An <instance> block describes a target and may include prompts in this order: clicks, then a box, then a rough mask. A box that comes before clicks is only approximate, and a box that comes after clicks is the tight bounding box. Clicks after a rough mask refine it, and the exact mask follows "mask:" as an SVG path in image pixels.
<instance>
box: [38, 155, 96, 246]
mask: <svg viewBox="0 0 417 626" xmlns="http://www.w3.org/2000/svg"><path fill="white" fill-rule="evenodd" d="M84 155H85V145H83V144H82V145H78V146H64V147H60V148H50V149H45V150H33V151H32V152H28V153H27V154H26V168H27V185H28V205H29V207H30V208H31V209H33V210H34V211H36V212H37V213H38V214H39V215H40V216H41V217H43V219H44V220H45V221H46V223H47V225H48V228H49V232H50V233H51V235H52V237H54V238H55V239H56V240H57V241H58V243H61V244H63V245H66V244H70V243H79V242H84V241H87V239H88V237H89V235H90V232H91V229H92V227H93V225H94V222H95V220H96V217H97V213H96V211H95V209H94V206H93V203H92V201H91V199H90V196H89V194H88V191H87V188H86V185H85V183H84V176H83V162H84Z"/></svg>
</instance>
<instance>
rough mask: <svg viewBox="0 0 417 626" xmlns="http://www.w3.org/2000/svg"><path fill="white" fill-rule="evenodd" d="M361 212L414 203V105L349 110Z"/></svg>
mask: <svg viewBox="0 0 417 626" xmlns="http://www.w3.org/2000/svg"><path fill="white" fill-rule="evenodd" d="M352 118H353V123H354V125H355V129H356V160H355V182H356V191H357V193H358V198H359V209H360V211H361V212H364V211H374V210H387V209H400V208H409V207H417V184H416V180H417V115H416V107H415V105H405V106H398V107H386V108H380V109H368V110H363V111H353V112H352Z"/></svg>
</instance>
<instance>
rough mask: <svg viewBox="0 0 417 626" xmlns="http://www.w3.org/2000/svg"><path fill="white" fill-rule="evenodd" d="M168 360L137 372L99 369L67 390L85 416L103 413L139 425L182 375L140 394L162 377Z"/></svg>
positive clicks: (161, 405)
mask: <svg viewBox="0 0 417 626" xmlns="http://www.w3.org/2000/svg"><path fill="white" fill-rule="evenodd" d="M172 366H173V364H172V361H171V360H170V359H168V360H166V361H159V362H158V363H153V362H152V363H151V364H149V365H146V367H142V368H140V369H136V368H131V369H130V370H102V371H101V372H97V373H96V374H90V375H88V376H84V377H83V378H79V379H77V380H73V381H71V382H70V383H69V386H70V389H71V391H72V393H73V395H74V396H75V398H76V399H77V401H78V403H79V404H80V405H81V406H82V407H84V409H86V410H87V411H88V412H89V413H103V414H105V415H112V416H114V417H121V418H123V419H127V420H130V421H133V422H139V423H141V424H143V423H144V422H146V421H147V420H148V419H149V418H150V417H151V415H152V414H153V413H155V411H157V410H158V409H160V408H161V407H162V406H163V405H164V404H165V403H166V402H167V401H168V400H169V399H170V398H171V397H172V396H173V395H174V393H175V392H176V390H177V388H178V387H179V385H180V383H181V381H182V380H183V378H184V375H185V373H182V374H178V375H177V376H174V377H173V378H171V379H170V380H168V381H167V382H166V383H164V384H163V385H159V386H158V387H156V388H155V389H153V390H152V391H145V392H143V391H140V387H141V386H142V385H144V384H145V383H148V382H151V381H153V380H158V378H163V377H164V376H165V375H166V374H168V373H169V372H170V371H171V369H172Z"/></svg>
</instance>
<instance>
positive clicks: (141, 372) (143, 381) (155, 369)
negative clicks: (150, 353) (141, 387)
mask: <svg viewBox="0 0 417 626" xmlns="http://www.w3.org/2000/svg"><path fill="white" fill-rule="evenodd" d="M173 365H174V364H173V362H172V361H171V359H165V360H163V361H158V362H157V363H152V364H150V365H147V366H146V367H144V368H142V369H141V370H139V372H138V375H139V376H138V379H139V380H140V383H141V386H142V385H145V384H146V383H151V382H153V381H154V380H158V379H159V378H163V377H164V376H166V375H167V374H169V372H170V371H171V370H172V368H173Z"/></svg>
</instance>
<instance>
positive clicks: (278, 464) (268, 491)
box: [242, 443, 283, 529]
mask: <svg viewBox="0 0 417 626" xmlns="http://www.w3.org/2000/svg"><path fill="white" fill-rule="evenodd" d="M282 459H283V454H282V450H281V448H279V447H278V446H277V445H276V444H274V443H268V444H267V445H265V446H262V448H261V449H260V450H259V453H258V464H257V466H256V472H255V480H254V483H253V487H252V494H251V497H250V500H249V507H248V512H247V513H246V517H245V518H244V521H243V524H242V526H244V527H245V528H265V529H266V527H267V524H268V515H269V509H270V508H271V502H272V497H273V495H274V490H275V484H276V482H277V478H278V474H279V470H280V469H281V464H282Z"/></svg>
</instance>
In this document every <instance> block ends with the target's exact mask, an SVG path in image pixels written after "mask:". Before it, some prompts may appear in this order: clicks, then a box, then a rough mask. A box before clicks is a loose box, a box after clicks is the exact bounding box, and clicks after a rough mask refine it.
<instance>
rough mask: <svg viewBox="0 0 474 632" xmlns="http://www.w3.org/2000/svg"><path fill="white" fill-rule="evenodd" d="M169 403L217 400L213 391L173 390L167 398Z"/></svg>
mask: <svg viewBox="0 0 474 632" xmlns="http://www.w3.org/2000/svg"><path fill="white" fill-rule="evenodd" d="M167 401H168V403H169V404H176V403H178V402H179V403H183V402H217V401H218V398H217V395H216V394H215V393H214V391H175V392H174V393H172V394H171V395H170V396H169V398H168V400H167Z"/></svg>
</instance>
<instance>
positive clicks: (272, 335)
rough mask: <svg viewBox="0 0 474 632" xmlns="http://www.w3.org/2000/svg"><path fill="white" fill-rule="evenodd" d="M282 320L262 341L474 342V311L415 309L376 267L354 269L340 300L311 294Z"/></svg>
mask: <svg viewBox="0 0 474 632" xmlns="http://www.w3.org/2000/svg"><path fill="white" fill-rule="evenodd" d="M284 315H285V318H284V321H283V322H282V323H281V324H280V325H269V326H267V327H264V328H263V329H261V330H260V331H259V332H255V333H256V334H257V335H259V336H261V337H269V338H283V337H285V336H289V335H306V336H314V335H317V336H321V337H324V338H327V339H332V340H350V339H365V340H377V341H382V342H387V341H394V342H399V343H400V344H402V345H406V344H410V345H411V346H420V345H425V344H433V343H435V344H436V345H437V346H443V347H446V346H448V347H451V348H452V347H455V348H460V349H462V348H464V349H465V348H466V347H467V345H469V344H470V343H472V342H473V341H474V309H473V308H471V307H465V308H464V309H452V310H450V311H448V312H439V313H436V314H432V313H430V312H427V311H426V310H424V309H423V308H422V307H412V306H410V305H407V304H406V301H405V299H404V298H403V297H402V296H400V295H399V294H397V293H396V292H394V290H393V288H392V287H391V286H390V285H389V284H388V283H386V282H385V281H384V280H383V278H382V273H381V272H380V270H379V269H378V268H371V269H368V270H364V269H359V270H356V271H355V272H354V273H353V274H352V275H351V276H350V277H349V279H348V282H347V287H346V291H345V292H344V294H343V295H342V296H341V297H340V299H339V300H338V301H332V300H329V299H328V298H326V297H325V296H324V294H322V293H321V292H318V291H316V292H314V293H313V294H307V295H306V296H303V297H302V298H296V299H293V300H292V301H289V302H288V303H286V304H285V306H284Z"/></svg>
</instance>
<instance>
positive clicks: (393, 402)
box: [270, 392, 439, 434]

━━━━━━━━━━━━━━━━

To do:
Say how many lines above contain the string "order", writing only the number.

Result of the task:
2